Extracted data entries
------------------------------------

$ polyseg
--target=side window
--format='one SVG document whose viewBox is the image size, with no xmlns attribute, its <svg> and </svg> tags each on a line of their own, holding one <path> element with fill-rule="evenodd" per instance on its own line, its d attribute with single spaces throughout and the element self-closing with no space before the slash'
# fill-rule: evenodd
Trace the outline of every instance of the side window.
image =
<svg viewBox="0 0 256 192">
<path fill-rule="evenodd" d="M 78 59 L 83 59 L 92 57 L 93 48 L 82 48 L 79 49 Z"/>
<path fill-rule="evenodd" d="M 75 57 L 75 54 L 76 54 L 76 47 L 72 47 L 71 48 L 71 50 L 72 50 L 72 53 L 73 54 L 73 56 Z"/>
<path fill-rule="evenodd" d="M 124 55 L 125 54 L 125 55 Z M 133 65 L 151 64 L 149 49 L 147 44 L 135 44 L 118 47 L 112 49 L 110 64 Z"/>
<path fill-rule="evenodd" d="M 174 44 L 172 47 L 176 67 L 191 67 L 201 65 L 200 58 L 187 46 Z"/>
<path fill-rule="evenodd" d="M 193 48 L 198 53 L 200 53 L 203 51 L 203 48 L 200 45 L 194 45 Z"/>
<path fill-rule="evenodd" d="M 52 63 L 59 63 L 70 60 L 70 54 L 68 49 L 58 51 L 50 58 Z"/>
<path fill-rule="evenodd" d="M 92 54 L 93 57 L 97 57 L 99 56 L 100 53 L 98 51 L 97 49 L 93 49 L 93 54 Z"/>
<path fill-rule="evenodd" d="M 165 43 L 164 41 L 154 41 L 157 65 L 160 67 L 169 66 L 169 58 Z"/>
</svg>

------------------------------------

## Directions for this task
Rewrite the records above, swapping every "side window" for "rear window" and keeping everything else the same.

## Correct result
$ polyseg
--target=rear window
--format='one SVG document whose viewBox is the image size, with no xmlns attribute, its <svg> and </svg> tags each on a line of their own, holding one <path> element with fill-rule="evenodd" per instance on its own line, its d attribute with single spaces throughout and the element self-closing with no space before the slash'
# fill-rule: evenodd
Trace the outline of every instance of the rear window.
image =
<svg viewBox="0 0 256 192">
<path fill-rule="evenodd" d="M 78 59 L 83 59 L 92 57 L 93 48 L 82 48 L 79 49 Z"/>
<path fill-rule="evenodd" d="M 75 57 L 75 54 L 76 54 L 76 47 L 72 47 L 71 48 L 71 50 L 72 50 L 72 53 L 73 54 L 73 56 Z"/>
<path fill-rule="evenodd" d="M 124 55 L 125 54 L 125 55 Z M 133 65 L 151 64 L 149 49 L 147 44 L 135 44 L 118 47 L 112 49 L 110 64 Z"/>
<path fill-rule="evenodd" d="M 174 44 L 172 47 L 176 67 L 191 67 L 201 65 L 200 58 L 187 46 Z"/>
<path fill-rule="evenodd" d="M 193 48 L 198 53 L 200 53 L 203 51 L 203 48 L 200 45 L 194 45 Z"/>
<path fill-rule="evenodd" d="M 52 63 L 59 63 L 70 60 L 70 54 L 68 49 L 58 51 L 50 58 Z"/>
<path fill-rule="evenodd" d="M 92 54 L 93 57 L 97 57 L 99 56 L 100 53 L 98 51 L 97 49 L 93 49 L 93 54 Z"/>
<path fill-rule="evenodd" d="M 165 43 L 164 41 L 154 41 L 157 65 L 160 67 L 169 66 L 169 58 Z"/>
</svg>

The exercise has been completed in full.